REQUIREMENTS: Count the lines in the records below that contain the word "woven" and give only that number.

RECORDS FOR THIS TASK:

= = = = = = =

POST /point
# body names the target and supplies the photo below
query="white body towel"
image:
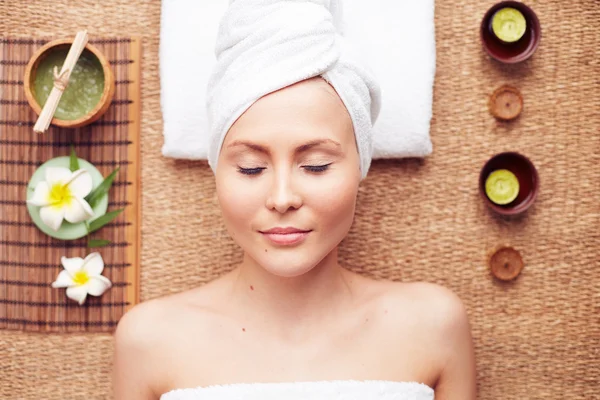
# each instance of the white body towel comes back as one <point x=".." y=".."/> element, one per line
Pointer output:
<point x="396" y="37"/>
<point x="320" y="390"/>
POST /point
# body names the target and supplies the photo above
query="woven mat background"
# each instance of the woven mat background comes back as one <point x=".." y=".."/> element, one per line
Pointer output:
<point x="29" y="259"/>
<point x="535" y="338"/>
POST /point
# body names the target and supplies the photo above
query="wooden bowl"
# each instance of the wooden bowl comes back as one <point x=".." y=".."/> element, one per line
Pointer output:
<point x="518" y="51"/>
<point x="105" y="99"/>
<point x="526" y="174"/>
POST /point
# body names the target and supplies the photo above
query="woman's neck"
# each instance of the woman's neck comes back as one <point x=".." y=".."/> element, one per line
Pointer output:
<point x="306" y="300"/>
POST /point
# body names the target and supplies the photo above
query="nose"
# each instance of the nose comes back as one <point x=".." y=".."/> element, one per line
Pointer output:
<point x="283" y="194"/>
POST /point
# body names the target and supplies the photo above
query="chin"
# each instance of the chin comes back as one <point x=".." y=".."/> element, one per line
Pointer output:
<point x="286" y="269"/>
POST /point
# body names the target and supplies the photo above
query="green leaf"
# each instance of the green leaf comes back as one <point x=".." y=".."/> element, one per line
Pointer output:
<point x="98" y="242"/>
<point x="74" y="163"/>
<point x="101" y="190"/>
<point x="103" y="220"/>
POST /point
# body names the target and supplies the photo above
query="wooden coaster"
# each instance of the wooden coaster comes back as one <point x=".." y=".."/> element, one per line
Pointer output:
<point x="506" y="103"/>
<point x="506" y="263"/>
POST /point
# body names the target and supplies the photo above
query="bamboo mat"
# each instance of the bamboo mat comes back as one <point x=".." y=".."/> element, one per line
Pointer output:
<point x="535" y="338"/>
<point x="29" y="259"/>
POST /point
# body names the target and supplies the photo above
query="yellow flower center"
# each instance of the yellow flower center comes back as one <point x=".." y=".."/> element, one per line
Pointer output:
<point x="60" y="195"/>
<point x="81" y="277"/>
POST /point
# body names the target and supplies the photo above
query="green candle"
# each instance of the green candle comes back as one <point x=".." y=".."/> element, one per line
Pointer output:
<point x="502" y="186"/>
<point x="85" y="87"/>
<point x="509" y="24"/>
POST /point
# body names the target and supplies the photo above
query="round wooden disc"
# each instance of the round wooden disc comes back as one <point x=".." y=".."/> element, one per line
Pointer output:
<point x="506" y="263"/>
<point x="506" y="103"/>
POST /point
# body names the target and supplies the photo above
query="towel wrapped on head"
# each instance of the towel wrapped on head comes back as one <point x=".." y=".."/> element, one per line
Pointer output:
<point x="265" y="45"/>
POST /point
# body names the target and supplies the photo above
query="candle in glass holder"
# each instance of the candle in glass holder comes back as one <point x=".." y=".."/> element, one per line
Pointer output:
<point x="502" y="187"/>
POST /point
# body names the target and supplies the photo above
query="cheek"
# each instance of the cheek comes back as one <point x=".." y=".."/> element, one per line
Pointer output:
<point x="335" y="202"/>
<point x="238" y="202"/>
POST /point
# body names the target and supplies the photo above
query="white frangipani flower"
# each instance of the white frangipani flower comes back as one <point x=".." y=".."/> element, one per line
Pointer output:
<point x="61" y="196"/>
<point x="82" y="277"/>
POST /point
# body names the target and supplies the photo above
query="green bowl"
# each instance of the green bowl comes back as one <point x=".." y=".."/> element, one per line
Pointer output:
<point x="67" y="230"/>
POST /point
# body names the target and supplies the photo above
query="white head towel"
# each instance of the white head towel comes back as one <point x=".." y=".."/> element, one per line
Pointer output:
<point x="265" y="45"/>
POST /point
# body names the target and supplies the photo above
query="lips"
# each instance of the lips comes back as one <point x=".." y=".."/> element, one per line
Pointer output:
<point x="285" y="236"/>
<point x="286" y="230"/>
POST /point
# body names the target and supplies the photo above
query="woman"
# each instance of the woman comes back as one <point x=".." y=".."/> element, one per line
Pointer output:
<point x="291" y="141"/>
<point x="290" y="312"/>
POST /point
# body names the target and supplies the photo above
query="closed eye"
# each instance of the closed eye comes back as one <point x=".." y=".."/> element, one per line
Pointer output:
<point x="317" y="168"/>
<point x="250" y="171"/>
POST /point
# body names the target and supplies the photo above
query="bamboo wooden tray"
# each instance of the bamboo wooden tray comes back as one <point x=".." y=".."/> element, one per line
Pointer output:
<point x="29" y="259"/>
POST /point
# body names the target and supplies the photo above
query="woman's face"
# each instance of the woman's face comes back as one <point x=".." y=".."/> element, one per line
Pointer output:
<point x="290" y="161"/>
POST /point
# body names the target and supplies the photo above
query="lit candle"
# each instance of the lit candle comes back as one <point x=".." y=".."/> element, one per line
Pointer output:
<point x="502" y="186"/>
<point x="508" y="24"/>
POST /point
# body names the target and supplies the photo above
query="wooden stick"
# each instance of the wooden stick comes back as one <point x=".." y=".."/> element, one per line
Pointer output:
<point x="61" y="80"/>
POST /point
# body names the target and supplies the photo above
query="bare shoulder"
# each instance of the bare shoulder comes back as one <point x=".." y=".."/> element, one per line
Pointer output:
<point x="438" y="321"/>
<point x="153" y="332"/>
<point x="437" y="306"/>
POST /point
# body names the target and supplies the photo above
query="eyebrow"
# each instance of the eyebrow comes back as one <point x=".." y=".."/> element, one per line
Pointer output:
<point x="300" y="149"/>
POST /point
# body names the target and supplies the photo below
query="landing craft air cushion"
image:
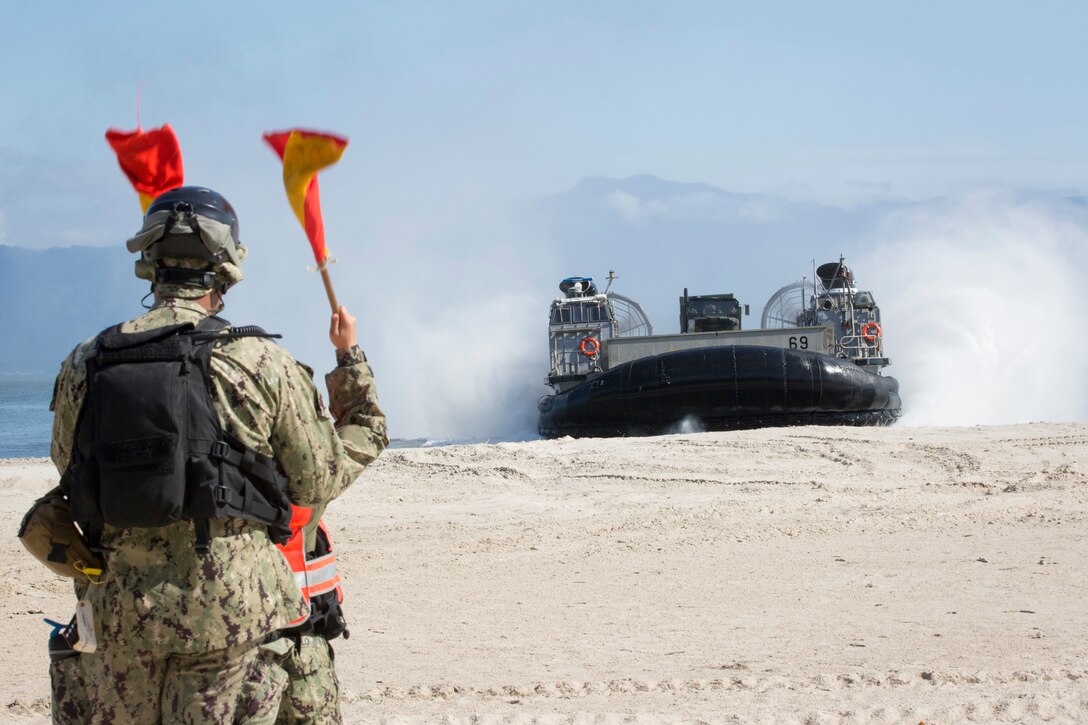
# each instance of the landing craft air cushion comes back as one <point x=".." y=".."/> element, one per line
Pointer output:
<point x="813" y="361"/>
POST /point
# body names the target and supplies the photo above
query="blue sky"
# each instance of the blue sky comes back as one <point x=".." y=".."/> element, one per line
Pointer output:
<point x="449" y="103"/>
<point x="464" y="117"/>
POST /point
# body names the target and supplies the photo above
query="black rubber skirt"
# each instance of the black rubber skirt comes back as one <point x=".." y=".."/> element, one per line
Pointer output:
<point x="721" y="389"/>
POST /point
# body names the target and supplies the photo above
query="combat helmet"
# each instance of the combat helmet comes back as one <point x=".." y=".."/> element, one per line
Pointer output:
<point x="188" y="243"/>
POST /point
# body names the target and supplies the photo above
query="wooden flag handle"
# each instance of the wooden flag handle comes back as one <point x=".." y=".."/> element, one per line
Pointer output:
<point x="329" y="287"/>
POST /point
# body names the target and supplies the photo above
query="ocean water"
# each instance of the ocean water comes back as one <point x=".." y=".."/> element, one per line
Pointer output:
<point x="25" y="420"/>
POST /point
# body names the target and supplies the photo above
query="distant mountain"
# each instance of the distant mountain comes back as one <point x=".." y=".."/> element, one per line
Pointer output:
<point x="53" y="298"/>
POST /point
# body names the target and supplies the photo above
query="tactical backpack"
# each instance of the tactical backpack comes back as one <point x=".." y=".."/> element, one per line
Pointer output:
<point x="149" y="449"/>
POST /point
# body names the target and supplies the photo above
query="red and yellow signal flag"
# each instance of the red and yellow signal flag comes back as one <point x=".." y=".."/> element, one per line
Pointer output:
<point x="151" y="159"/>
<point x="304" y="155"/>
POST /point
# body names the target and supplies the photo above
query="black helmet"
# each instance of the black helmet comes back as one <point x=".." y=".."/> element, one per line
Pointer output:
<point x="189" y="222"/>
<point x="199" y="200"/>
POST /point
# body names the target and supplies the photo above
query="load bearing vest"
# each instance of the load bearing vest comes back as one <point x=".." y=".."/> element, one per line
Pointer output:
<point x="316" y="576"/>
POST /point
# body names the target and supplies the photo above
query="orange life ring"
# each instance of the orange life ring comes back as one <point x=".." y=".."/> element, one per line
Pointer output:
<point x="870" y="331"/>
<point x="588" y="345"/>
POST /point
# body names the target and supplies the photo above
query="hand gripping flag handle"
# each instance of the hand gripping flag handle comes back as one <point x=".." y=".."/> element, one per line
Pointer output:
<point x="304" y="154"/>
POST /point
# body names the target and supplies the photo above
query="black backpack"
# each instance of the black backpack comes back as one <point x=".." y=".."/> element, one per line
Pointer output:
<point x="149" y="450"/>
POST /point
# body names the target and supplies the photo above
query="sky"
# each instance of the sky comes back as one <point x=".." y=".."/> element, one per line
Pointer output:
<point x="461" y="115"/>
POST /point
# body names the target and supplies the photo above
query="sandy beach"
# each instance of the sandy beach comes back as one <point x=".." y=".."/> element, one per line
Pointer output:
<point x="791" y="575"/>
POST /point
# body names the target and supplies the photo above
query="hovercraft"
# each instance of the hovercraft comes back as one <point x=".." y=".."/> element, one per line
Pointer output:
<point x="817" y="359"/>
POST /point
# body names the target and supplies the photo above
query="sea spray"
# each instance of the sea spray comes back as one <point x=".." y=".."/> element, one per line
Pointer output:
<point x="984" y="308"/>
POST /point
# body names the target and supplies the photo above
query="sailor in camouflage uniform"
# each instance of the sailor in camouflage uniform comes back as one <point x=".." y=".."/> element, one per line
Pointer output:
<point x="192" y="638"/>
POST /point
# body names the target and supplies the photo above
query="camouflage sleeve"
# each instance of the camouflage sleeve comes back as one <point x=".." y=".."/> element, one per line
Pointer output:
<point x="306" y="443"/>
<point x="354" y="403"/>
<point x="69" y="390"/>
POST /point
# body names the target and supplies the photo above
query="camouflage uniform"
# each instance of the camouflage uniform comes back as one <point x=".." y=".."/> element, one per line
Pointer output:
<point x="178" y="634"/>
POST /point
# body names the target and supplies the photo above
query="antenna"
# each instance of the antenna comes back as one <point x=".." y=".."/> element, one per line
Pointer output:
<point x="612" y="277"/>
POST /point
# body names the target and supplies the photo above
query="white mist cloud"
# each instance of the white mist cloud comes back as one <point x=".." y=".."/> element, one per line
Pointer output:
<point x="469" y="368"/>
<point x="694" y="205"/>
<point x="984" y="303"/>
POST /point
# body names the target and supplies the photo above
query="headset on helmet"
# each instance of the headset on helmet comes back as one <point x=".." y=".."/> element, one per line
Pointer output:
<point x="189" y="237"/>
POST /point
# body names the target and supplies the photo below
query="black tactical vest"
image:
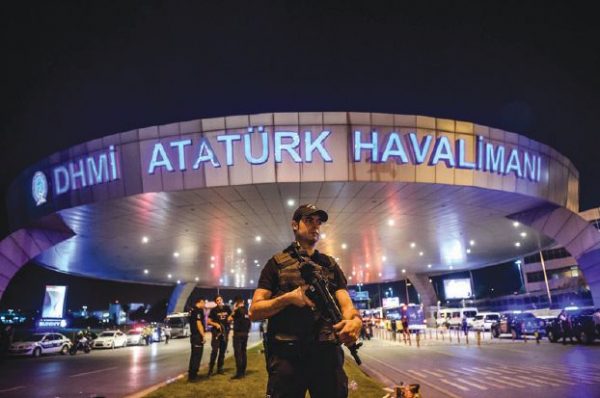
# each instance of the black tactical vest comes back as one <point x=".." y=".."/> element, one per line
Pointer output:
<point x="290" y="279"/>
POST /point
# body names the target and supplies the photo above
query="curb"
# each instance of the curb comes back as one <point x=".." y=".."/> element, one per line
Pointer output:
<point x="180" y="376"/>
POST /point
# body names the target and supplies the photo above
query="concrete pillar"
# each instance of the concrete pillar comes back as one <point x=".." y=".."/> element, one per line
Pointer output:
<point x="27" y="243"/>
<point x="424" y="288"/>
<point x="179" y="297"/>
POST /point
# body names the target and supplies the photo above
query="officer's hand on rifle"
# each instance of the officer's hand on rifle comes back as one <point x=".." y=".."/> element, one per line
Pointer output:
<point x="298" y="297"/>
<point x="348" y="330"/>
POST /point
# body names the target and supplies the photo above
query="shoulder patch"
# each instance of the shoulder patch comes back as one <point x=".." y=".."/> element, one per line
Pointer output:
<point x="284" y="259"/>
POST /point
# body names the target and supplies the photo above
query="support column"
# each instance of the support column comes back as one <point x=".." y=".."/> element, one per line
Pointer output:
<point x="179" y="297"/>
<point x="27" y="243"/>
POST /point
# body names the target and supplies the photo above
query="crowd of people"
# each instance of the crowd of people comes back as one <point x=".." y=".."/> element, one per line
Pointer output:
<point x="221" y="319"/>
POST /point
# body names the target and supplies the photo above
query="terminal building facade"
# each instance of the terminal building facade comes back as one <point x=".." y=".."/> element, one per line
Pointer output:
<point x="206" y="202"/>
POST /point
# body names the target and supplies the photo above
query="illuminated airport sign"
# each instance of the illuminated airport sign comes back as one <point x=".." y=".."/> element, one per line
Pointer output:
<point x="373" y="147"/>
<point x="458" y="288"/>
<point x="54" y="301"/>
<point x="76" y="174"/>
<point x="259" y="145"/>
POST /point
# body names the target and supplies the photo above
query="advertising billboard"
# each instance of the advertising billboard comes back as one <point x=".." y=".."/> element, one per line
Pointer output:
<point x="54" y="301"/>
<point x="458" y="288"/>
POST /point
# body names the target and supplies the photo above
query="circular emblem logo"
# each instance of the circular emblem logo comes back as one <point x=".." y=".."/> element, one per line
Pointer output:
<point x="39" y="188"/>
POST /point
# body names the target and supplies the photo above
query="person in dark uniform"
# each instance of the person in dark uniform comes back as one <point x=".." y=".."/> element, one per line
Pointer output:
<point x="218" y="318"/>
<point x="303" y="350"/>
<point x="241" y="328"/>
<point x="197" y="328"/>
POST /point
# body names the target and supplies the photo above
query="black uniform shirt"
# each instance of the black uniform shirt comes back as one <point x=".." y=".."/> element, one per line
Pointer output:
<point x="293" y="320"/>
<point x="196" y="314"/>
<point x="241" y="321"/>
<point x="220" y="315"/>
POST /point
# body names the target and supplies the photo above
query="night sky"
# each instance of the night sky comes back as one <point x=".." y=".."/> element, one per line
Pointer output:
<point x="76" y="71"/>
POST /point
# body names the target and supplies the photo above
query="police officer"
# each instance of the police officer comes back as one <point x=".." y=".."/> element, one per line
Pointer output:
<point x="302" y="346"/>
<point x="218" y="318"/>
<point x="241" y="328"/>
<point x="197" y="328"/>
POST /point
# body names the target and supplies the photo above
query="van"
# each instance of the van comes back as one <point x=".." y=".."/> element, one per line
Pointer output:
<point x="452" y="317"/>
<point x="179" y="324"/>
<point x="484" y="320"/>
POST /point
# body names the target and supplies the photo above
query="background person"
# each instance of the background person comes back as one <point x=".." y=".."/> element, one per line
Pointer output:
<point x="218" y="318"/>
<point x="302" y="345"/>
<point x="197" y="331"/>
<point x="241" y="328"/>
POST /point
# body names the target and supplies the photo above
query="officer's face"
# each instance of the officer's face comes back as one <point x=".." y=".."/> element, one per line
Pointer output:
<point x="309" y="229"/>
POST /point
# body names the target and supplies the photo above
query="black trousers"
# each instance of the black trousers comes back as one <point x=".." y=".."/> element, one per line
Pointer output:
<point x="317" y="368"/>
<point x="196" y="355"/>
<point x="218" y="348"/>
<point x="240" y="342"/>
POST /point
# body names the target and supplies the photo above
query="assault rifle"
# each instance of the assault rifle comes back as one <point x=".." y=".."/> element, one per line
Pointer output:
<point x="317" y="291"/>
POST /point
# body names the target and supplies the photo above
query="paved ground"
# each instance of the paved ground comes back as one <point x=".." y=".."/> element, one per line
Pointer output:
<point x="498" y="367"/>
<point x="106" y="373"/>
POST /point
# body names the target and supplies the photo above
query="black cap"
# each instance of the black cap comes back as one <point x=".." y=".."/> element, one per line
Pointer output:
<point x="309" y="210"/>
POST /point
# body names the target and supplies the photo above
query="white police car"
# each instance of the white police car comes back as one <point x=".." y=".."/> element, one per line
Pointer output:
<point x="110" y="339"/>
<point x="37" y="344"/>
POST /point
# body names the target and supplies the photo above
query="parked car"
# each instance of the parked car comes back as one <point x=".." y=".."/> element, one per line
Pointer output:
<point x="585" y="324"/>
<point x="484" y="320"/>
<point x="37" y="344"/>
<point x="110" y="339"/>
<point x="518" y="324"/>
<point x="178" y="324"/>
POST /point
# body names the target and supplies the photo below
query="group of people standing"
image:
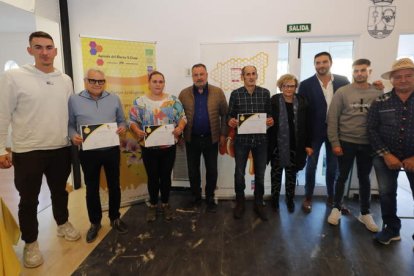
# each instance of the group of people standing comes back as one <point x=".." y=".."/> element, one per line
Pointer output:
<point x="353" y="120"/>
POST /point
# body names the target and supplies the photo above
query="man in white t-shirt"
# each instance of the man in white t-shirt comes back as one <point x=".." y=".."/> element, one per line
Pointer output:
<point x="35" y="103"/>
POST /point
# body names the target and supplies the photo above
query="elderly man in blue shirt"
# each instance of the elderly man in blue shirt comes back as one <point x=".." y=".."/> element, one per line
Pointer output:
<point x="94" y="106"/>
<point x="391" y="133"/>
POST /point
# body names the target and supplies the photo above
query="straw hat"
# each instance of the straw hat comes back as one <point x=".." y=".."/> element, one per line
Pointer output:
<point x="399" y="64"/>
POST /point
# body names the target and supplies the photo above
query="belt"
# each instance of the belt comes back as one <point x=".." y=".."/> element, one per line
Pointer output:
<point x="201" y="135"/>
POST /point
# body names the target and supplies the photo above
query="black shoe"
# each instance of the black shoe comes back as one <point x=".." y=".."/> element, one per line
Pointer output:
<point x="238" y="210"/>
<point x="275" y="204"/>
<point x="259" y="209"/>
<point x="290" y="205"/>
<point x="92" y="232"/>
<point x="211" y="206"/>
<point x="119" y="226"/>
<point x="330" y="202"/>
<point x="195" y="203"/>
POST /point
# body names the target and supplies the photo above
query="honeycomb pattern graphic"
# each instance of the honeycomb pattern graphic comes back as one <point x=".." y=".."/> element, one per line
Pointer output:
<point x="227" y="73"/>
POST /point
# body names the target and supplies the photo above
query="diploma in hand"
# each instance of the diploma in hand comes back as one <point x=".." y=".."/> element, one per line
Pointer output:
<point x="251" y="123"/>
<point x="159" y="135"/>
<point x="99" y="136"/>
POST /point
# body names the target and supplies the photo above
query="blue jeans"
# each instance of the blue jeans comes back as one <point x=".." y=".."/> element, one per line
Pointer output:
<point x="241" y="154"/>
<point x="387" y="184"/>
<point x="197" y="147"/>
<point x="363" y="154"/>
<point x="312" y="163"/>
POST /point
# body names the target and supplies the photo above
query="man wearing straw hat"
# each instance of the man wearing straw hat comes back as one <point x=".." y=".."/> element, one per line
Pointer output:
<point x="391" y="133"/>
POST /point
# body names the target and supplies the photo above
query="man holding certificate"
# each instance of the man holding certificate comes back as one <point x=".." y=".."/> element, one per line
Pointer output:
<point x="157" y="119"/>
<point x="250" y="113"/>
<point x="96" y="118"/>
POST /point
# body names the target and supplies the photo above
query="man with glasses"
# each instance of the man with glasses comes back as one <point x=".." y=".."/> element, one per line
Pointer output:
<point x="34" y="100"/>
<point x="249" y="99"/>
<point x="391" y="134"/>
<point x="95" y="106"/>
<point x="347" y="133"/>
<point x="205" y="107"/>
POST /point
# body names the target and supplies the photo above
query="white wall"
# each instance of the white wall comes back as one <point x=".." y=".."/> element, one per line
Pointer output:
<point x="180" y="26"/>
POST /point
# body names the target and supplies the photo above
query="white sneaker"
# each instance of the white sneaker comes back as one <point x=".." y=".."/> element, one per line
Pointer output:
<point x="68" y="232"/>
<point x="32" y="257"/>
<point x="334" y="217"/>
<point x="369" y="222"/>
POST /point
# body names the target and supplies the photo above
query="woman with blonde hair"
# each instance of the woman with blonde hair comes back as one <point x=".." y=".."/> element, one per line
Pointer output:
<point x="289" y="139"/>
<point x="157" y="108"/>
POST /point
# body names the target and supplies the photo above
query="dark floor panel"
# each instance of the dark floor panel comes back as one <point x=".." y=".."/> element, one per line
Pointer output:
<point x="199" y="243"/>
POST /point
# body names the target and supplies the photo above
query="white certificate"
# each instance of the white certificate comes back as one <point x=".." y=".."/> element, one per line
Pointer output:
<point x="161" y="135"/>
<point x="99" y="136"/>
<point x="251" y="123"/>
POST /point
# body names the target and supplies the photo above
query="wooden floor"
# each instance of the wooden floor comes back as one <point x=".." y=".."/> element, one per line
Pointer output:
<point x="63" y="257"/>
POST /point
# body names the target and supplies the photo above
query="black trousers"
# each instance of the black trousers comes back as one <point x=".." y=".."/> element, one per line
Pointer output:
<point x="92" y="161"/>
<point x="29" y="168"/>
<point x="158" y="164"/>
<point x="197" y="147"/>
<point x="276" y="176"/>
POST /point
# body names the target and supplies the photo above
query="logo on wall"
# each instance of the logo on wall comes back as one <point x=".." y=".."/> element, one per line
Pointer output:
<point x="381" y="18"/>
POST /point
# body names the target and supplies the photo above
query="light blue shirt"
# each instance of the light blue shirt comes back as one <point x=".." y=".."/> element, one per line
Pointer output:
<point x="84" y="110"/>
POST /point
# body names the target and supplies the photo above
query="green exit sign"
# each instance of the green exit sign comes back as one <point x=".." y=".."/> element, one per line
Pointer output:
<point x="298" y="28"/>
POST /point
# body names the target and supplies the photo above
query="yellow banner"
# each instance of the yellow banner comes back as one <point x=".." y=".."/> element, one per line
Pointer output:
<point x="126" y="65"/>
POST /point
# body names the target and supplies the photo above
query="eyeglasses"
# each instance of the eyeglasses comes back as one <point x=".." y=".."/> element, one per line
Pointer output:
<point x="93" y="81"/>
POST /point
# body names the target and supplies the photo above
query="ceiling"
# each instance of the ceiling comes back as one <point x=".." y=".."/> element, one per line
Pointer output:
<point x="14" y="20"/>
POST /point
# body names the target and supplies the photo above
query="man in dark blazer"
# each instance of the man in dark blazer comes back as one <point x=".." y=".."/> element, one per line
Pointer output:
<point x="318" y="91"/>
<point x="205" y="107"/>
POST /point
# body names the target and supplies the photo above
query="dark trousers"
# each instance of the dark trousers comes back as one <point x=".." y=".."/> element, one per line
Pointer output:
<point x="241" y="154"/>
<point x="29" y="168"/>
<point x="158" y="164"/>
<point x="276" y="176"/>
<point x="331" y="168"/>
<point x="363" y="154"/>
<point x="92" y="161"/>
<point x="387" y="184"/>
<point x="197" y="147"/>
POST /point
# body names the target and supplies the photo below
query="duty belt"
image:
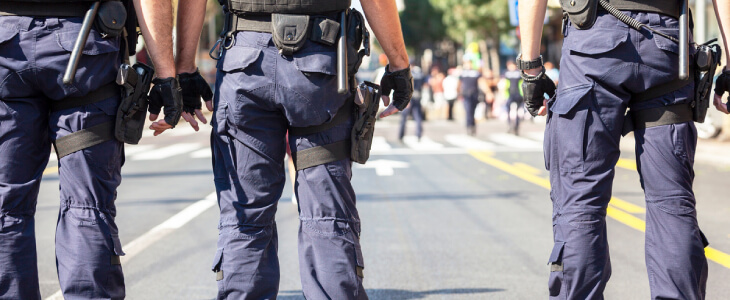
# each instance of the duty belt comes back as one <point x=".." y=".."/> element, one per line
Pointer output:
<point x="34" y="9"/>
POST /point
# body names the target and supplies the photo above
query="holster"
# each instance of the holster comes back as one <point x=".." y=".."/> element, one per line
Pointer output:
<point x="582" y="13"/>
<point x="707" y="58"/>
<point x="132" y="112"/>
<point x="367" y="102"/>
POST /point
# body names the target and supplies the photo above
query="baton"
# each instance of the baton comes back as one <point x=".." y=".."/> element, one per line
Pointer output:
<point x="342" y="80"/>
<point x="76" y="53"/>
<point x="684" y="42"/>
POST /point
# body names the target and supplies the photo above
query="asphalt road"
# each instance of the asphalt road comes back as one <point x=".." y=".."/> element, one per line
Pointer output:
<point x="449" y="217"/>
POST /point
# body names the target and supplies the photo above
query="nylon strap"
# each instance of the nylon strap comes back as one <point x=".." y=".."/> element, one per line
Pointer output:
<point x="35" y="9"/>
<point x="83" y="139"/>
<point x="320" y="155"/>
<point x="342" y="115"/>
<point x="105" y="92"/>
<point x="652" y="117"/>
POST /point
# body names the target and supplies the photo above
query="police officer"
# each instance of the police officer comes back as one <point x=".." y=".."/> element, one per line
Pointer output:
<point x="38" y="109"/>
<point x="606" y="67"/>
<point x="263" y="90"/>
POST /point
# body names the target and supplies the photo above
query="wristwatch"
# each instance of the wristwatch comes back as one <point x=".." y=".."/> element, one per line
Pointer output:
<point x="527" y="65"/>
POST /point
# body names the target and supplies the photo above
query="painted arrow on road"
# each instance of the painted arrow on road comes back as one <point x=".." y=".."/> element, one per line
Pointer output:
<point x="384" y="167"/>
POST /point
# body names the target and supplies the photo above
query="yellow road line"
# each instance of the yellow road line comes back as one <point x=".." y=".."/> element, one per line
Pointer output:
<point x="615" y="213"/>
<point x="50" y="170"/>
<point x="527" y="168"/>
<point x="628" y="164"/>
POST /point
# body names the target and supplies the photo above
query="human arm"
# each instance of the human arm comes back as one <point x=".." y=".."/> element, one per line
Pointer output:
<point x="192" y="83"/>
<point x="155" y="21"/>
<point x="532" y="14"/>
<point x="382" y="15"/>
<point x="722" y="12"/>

= = = = = = =

THE RESPONSE: 2